(DATA TO EXAMINE):
********

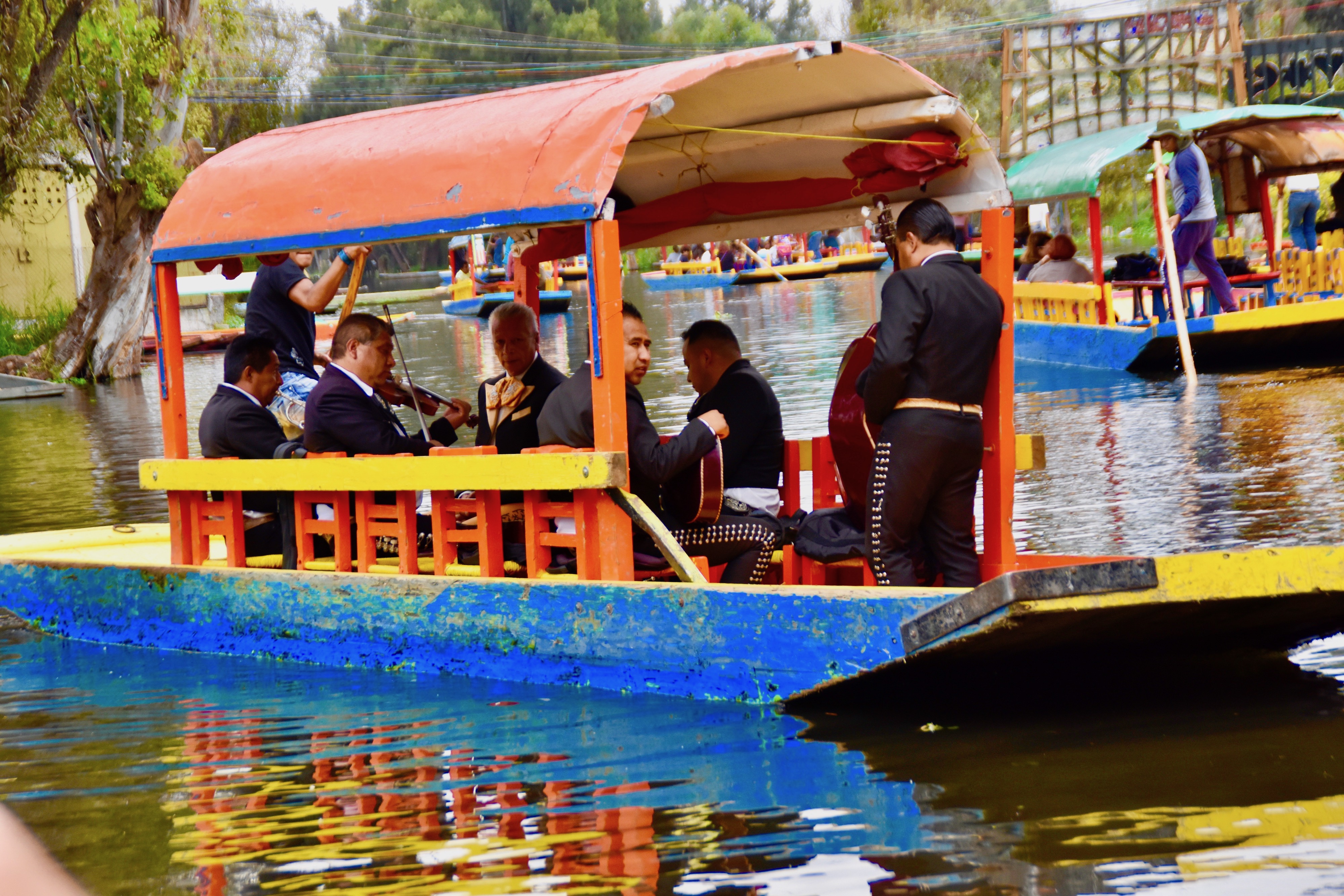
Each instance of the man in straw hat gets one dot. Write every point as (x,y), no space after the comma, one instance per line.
(1195,221)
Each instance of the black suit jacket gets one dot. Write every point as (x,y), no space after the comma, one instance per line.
(236,426)
(339,417)
(753,455)
(518,430)
(568,420)
(937,338)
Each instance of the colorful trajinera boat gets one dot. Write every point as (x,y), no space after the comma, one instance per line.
(1291,322)
(819,627)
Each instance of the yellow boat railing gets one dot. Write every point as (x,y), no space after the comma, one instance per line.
(675,269)
(1308,276)
(1064,303)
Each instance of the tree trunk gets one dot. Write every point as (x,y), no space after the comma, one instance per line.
(103,339)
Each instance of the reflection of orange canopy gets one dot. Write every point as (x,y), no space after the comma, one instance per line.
(552,154)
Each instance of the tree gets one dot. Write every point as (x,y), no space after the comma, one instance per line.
(952,42)
(136,65)
(726,25)
(127,94)
(37,39)
(390,53)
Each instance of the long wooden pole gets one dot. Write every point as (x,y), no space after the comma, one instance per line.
(761,261)
(1187,359)
(1001,465)
(355,274)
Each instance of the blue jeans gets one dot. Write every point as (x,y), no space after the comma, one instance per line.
(1194,240)
(1303,206)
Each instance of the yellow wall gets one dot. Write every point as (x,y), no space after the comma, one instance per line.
(36,244)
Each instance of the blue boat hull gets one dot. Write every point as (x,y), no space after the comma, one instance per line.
(674,639)
(689,281)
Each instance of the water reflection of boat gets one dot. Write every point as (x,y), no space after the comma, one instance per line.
(1299,322)
(693,637)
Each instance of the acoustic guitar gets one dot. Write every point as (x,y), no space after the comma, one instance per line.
(853,438)
(696,495)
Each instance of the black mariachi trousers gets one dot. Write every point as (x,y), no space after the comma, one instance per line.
(923,491)
(744,543)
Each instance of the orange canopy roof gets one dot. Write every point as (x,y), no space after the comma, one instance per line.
(552,154)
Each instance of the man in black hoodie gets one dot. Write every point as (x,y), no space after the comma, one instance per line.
(743,543)
(936,343)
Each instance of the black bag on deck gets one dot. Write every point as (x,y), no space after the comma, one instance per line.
(1135,266)
(830,537)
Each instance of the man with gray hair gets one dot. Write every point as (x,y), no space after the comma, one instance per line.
(511,402)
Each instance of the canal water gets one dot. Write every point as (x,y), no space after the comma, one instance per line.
(171,773)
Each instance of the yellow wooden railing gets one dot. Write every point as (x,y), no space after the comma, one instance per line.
(1064,303)
(550,472)
(693,268)
(1307,276)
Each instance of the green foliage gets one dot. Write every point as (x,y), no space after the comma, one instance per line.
(28,133)
(389,53)
(127,51)
(257,58)
(950,42)
(159,172)
(22,332)
(718,25)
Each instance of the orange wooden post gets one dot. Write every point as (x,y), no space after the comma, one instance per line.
(489,532)
(611,539)
(1268,222)
(1095,233)
(1001,441)
(791,496)
(173,401)
(532,292)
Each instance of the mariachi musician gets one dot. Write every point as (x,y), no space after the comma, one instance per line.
(931,366)
(743,543)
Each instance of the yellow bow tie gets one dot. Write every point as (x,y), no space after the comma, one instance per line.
(506,394)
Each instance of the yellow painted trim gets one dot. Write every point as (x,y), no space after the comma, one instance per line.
(100,537)
(1032,452)
(596,471)
(1280,316)
(1220,575)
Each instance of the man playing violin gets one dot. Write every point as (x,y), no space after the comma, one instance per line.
(743,543)
(283,305)
(347,410)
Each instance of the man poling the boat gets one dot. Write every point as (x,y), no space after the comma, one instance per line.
(931,366)
(745,545)
(1197,218)
(283,305)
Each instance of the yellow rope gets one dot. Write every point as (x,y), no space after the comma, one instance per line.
(779,133)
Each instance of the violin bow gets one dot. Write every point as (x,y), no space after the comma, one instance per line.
(409,381)
(357,273)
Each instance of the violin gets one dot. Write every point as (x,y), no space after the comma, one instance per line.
(396,393)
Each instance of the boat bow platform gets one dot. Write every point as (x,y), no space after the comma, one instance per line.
(756,644)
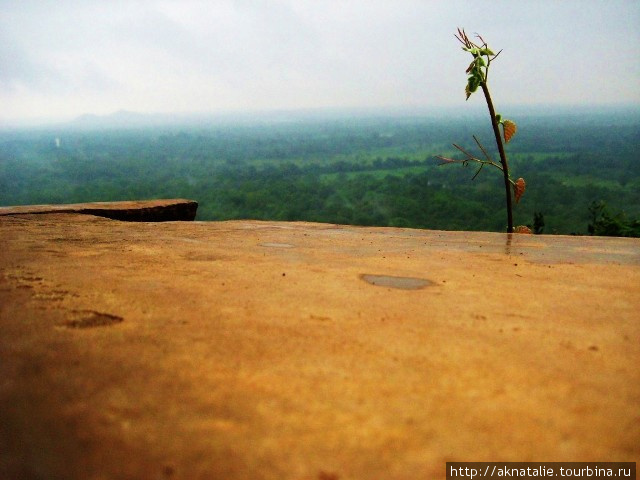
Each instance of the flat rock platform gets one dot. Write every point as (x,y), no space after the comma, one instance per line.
(299,351)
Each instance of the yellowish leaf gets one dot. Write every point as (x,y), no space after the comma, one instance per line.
(509,128)
(518,188)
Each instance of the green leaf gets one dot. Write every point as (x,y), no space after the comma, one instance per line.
(509,130)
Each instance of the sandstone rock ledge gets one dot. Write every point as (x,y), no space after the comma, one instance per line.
(298,351)
(128,211)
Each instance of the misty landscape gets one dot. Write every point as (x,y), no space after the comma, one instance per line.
(357,168)
(322,111)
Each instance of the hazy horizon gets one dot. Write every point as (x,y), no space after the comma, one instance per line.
(60,60)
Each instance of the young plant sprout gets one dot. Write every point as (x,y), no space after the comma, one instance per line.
(478,74)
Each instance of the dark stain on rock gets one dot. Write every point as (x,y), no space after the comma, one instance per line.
(91,319)
(402,283)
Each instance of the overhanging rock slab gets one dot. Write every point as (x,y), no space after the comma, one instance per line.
(298,351)
(129,211)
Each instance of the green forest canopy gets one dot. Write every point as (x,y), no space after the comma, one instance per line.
(359,169)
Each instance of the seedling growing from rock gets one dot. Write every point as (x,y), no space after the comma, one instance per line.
(478,74)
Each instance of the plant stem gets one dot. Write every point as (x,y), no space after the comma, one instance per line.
(503,155)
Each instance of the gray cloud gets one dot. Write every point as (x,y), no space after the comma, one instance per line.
(76,56)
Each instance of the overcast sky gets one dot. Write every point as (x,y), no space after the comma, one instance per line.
(63,58)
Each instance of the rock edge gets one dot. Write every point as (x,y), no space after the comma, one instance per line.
(165,210)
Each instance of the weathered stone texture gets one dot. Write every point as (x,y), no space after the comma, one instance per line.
(298,351)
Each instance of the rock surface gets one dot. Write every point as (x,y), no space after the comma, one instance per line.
(129,211)
(297,351)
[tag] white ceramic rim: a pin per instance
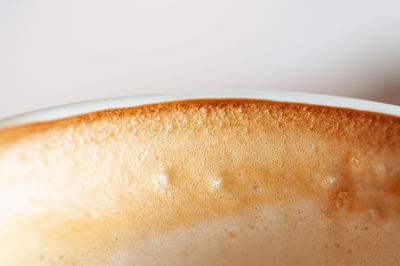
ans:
(68, 110)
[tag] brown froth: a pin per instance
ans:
(171, 182)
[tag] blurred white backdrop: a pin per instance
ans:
(55, 52)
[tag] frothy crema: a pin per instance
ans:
(203, 182)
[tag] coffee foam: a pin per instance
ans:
(169, 180)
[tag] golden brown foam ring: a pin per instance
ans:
(252, 151)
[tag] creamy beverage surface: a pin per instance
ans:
(203, 182)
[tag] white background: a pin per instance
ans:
(55, 52)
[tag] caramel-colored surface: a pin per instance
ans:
(228, 181)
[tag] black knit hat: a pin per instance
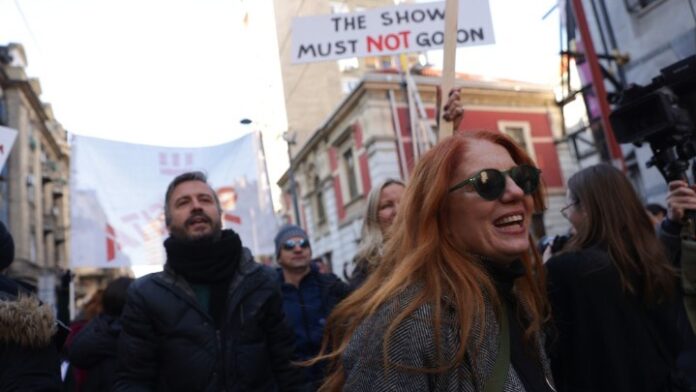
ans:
(6, 247)
(285, 233)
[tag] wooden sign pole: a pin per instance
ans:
(449, 56)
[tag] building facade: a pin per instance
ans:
(369, 138)
(313, 90)
(34, 184)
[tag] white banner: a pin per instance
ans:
(7, 138)
(117, 197)
(387, 31)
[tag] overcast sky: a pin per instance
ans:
(184, 72)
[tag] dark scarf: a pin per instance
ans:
(205, 261)
(209, 261)
(523, 356)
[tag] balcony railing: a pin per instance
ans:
(49, 223)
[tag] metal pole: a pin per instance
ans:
(293, 186)
(449, 54)
(598, 84)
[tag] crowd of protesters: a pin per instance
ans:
(449, 292)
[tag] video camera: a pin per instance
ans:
(661, 114)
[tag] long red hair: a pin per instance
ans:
(421, 250)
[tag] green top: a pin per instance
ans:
(202, 292)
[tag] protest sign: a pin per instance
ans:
(387, 31)
(117, 197)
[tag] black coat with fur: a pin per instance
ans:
(28, 357)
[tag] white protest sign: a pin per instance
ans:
(117, 197)
(387, 31)
(7, 138)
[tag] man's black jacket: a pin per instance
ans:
(169, 343)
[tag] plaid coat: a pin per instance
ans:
(412, 344)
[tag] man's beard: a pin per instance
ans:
(180, 233)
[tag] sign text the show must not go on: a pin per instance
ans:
(387, 31)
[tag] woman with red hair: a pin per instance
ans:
(457, 302)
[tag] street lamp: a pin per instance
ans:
(289, 138)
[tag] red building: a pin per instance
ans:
(381, 128)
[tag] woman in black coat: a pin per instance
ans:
(612, 292)
(95, 347)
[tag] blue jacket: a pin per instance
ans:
(170, 343)
(307, 307)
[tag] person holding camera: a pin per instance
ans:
(681, 197)
(613, 293)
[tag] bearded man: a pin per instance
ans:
(213, 319)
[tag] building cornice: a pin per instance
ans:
(387, 81)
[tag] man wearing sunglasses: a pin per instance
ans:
(213, 319)
(308, 295)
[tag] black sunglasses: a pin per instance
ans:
(490, 183)
(291, 244)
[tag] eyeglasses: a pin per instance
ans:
(490, 183)
(291, 244)
(564, 210)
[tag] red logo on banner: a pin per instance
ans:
(175, 163)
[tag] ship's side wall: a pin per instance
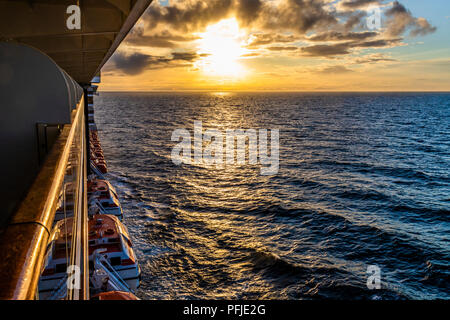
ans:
(35, 97)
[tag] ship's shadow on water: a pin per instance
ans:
(363, 181)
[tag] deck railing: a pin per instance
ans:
(24, 241)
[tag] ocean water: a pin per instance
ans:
(363, 180)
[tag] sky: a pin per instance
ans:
(285, 45)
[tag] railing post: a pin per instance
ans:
(87, 101)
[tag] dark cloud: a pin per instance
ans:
(400, 19)
(132, 64)
(325, 50)
(292, 48)
(359, 4)
(329, 50)
(188, 15)
(373, 58)
(247, 11)
(137, 63)
(300, 16)
(260, 39)
(335, 70)
(341, 36)
(163, 39)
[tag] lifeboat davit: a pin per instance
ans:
(106, 196)
(115, 295)
(106, 233)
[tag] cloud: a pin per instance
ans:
(400, 19)
(259, 39)
(137, 63)
(373, 58)
(343, 48)
(298, 16)
(329, 28)
(340, 36)
(358, 4)
(324, 50)
(164, 39)
(339, 69)
(292, 48)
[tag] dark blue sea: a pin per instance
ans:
(363, 180)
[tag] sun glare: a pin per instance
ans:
(220, 48)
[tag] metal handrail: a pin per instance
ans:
(23, 242)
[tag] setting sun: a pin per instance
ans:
(220, 48)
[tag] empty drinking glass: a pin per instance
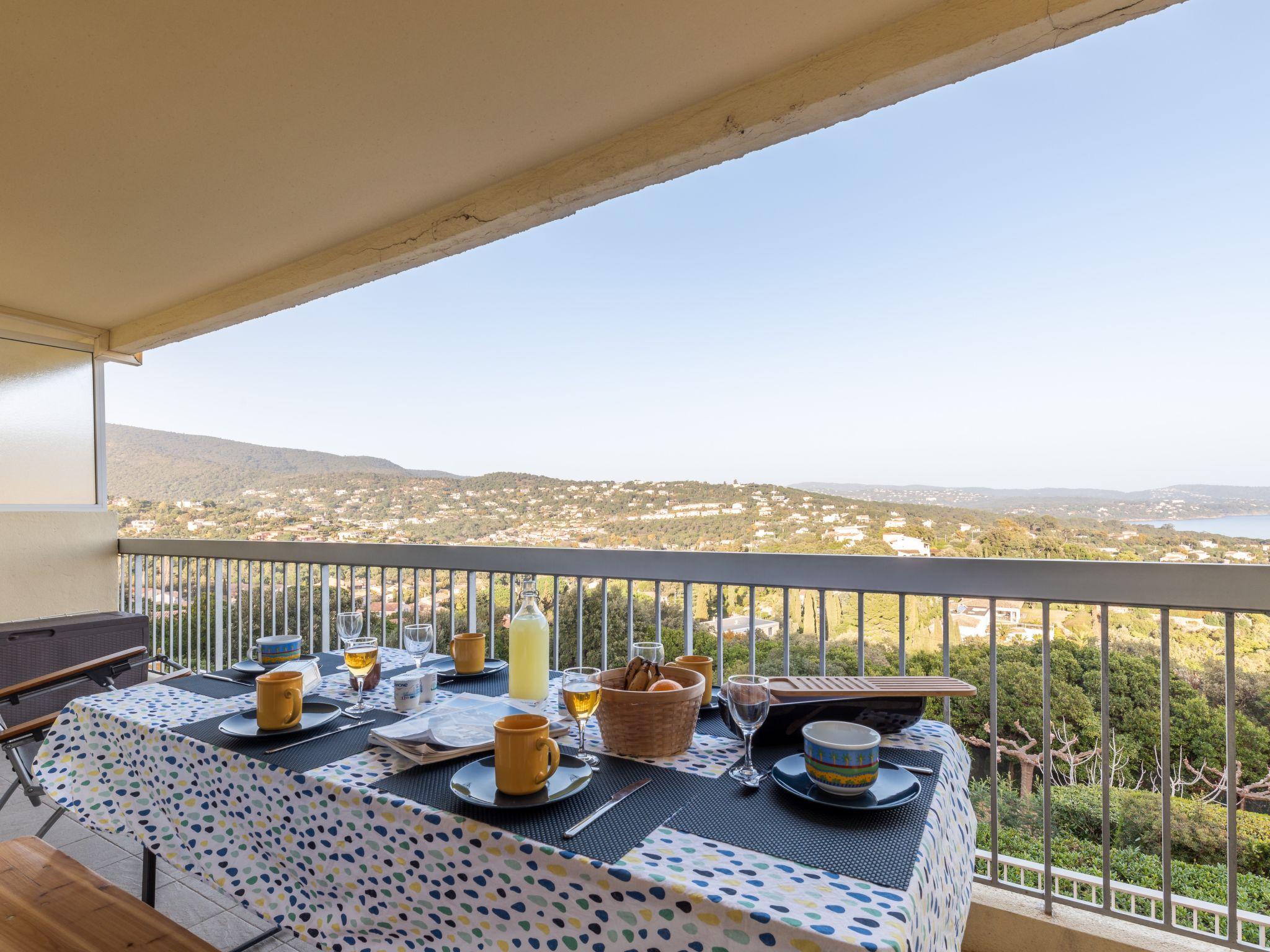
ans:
(417, 640)
(748, 700)
(651, 651)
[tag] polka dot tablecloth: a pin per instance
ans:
(355, 870)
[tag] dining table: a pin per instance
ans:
(370, 852)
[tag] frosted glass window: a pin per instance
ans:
(47, 451)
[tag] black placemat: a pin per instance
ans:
(214, 687)
(305, 757)
(877, 847)
(607, 839)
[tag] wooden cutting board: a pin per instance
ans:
(869, 685)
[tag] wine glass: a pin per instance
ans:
(580, 690)
(748, 700)
(651, 651)
(417, 639)
(360, 655)
(349, 625)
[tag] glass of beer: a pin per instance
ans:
(360, 655)
(580, 690)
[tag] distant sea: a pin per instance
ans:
(1237, 526)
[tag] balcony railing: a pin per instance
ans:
(207, 601)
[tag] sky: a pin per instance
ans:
(1050, 275)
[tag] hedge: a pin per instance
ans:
(1198, 829)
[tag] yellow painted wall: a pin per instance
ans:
(58, 563)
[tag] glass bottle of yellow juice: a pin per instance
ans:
(528, 648)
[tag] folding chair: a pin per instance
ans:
(22, 741)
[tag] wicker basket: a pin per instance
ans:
(649, 723)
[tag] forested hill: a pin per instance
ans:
(1184, 501)
(161, 465)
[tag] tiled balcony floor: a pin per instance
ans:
(183, 897)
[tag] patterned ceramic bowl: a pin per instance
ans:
(276, 649)
(841, 757)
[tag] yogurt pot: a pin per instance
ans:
(406, 692)
(841, 758)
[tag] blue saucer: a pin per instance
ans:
(894, 787)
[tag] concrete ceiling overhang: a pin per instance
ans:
(171, 169)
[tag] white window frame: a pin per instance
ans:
(98, 428)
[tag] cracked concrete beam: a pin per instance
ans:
(931, 48)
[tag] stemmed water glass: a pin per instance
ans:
(580, 689)
(349, 625)
(360, 655)
(418, 639)
(748, 701)
(651, 651)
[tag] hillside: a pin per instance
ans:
(159, 465)
(1185, 501)
(174, 485)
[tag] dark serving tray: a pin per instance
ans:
(784, 724)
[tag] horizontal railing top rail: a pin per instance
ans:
(1220, 588)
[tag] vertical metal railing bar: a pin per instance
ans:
(689, 621)
(1232, 847)
(219, 604)
(313, 632)
(1046, 758)
(753, 659)
(822, 625)
(992, 735)
(556, 622)
(198, 614)
(657, 612)
(948, 659)
(1105, 703)
(471, 606)
(603, 625)
(860, 632)
(719, 630)
(578, 656)
(260, 569)
(238, 602)
(168, 621)
(146, 597)
(251, 602)
(630, 620)
(785, 630)
(904, 622)
(1166, 787)
(491, 639)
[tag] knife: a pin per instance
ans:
(318, 736)
(231, 681)
(911, 769)
(603, 809)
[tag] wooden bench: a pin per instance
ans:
(48, 903)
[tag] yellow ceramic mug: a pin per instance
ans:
(280, 700)
(525, 754)
(703, 666)
(469, 653)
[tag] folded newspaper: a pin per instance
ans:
(309, 669)
(455, 728)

********

(INSTRUCTIONS TO FOLLOW):
Whenever the word "sunglasses" occurs in a line of the listing above, return that line.

(THE ANSWER):
[tag] man wearing sunglasses: a pin per instance
[tag] black sunglasses: a pin per instance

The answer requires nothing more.